YOUR ASSIGNMENT: Write out all of the data without omission, exactly as shown.

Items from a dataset
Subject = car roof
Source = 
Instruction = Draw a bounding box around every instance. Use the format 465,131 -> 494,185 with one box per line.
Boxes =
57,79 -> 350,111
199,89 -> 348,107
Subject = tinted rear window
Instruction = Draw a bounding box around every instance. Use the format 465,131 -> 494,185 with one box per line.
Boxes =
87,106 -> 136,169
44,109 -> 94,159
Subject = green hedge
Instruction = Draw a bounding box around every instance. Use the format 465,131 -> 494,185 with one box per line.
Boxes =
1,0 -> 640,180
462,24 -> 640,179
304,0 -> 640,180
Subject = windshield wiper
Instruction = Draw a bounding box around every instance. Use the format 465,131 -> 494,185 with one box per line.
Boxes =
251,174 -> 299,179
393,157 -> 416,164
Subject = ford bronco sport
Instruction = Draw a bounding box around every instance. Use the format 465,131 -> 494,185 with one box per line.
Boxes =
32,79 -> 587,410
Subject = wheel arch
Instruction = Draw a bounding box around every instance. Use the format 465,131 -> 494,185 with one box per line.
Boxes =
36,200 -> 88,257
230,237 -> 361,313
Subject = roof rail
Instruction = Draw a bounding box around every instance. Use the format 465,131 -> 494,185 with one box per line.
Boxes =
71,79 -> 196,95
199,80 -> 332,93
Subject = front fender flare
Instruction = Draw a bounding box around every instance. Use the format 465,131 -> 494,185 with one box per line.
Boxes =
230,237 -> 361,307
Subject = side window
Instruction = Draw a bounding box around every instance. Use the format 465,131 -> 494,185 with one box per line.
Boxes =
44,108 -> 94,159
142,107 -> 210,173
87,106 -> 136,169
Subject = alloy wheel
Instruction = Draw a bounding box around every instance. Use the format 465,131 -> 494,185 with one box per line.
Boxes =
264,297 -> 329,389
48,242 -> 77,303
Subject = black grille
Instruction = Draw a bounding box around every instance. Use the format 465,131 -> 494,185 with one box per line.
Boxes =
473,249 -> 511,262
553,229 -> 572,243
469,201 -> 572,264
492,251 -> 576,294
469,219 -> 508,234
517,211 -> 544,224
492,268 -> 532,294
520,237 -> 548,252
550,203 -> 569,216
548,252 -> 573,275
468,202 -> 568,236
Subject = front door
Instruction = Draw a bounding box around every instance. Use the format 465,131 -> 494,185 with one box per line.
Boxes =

PROBLEM SOLUTION:
Subject = car roof
Source = 
Instruction = Draw a bounding box around every instance. Use the format 465,131 -> 494,185 with one box per line.
Boxes =
57,79 -> 350,111
199,89 -> 348,107
Subject = tinted rear window
Instruction = Draw a bounding box around every instance. Use the format 465,131 -> 494,185 with one box per line.
Boxes =
87,106 -> 136,169
44,109 -> 94,159
Subject = green hedge
Instruction = Draw a bounding box around every instance. Use the format 465,131 -> 494,185 with one box per line.
Boxes =
1,0 -> 640,180
462,24 -> 640,179
304,0 -> 640,180
Subject = windshield wiper
Instruction = Draw a bounding box around every instance. Use the format 465,131 -> 494,185 with one box per line.
Boxes =
251,174 -> 299,179
393,157 -> 416,164
Subject = ford bronco sport
Instruction = Draw a bounding box around every instance. Use the format 465,131 -> 494,185 with one box per line.
Boxes =
32,79 -> 587,410
Subject = wheel arch
Instruction = Draw a bounding box around every instance. Use the format 465,131 -> 494,185 with one box per line.
Boxes =
36,200 -> 88,257
230,237 -> 361,313
Subject = roof rail
Instruction = Draw a bounding box around every instance. Use the format 465,131 -> 494,185 with one box per line.
Boxes =
71,79 -> 196,95
199,80 -> 332,93
Subject = front fender flare
Instruction = Draw a bounding box around every instance. Use the format 465,131 -> 494,185 with one box per line.
Boxes =
230,237 -> 361,307
Subject = side window
Instruction = Draw a bounding box around every instance. Use the format 465,131 -> 494,185 with one box per line.
Boxes =
44,108 -> 94,159
142,107 -> 210,173
87,106 -> 136,169
Subject = alloy wheel
Instruction = Draw a bounding box around every instance. Use the format 465,131 -> 494,185 with one box per line.
Boxes =
264,297 -> 329,389
48,242 -> 77,303
Subject = black grille
Instruction = Draw a bounding box around every instance. Use the format 465,131 -> 494,185 with one box per line.
Boxes =
473,249 -> 511,262
553,229 -> 572,243
469,201 -> 572,264
492,251 -> 576,294
469,219 -> 508,234
517,211 -> 544,224
492,268 -> 532,294
520,237 -> 548,252
550,203 -> 569,216
548,252 -> 573,275
468,202 -> 568,236
Subject = front door
Instruction = Draw a bounding box around every instance. Use the format 465,131 -> 494,185 with one box per line.
Boxes =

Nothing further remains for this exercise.